To be done: Gather every line of the data below that contains the string "light".
═════ Exercise material ═════
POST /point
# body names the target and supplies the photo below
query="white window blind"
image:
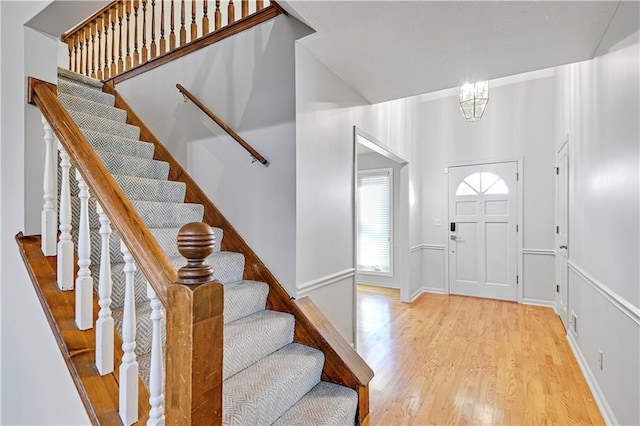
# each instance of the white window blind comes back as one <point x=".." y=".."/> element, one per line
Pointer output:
<point x="374" y="221"/>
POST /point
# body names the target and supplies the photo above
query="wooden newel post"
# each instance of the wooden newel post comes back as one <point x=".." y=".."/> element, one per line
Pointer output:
<point x="194" y="334"/>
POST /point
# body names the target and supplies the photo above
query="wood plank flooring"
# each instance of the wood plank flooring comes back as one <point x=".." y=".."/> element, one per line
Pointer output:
<point x="459" y="360"/>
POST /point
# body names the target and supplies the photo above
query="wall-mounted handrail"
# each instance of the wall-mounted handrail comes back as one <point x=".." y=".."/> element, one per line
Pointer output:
<point x="255" y="154"/>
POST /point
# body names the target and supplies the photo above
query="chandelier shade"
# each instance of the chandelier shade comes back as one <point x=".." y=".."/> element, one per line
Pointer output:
<point x="473" y="100"/>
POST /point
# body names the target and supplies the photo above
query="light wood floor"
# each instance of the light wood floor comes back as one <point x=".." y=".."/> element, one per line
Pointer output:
<point x="462" y="360"/>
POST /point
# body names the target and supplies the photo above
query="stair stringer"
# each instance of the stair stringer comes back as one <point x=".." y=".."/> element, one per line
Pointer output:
<point x="342" y="365"/>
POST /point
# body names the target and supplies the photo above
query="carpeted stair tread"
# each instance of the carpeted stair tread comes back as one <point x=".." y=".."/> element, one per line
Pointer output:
<point x="139" y="188"/>
<point x="84" y="91"/>
<point x="118" y="280"/>
<point x="168" y="215"/>
<point x="145" y="189"/>
<point x="79" y="78"/>
<point x="166" y="238"/>
<point x="249" y="339"/>
<point x="126" y="165"/>
<point x="88" y="106"/>
<point x="243" y="298"/>
<point x="143" y="326"/>
<point x="261" y="393"/>
<point x="155" y="214"/>
<point x="228" y="267"/>
<point x="267" y="378"/>
<point x="119" y="145"/>
<point x="99" y="124"/>
<point x="327" y="404"/>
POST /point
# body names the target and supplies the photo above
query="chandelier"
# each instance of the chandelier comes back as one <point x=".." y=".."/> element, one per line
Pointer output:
<point x="473" y="100"/>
═════
Result below:
query="light wood floor"
# each instance of the light wood floor comes back as one <point x=".." y=".."/> element, one per line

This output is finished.